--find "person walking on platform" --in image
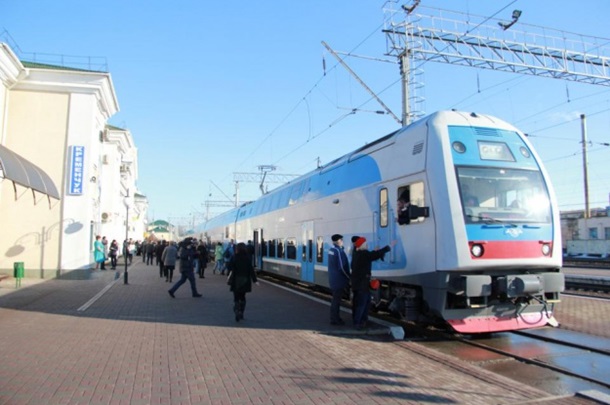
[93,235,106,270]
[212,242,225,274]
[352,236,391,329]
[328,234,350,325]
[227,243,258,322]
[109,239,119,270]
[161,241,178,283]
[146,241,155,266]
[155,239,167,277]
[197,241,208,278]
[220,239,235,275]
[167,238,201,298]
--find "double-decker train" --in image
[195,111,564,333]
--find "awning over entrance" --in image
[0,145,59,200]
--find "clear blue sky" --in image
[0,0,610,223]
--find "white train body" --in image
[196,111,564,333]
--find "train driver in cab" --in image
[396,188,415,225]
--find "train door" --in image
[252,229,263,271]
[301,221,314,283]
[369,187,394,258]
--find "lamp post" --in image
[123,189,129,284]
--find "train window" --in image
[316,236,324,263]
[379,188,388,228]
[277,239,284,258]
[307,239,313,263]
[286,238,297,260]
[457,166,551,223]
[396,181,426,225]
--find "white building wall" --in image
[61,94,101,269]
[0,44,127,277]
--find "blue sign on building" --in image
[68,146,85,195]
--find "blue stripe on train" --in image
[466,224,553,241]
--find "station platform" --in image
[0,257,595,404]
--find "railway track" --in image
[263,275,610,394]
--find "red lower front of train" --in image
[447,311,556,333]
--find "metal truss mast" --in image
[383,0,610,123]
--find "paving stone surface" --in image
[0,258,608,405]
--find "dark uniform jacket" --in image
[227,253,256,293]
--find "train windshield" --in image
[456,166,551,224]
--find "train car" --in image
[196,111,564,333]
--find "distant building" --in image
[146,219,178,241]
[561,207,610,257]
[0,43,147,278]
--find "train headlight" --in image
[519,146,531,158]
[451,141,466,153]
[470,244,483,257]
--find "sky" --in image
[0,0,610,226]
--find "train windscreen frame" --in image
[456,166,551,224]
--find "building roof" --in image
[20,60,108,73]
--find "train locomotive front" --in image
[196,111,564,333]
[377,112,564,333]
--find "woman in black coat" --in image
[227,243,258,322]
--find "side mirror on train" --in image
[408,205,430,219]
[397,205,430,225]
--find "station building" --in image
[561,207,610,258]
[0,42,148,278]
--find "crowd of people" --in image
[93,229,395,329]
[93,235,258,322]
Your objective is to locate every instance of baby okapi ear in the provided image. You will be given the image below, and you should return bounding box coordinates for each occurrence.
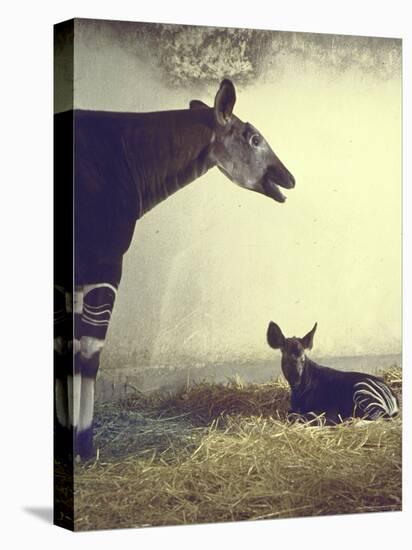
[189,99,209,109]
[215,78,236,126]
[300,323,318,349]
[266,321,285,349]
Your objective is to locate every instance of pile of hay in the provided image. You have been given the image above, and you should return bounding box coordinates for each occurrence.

--- What is asked ---
Please reproduce the rows above verbatim, covering the stretch from the first line of the rows through the line containing "[123,189,129,284]", and leave the pictures out.

--- Correct answer ---
--find "person walking on platform" --in image
[93,235,106,270]
[212,242,225,274]
[352,236,391,329]
[328,234,350,325]
[227,243,258,322]
[109,239,119,270]
[161,241,178,283]
[146,241,155,266]
[155,239,167,277]
[197,241,208,278]
[220,239,235,275]
[167,238,201,298]
--find "double-decker train" --in image
[195,111,564,333]
--find "awning over entrance" --in image
[0,145,59,200]
--find "clear blue sky" --in image
[0,0,610,223]
--find "white train body" --in image
[196,111,564,333]
--find "train driver in cab" --in image
[396,188,415,225]
--find "train door" --in image
[252,229,263,271]
[301,221,314,283]
[369,187,394,258]
--find "lamp post" --in image
[123,189,129,284]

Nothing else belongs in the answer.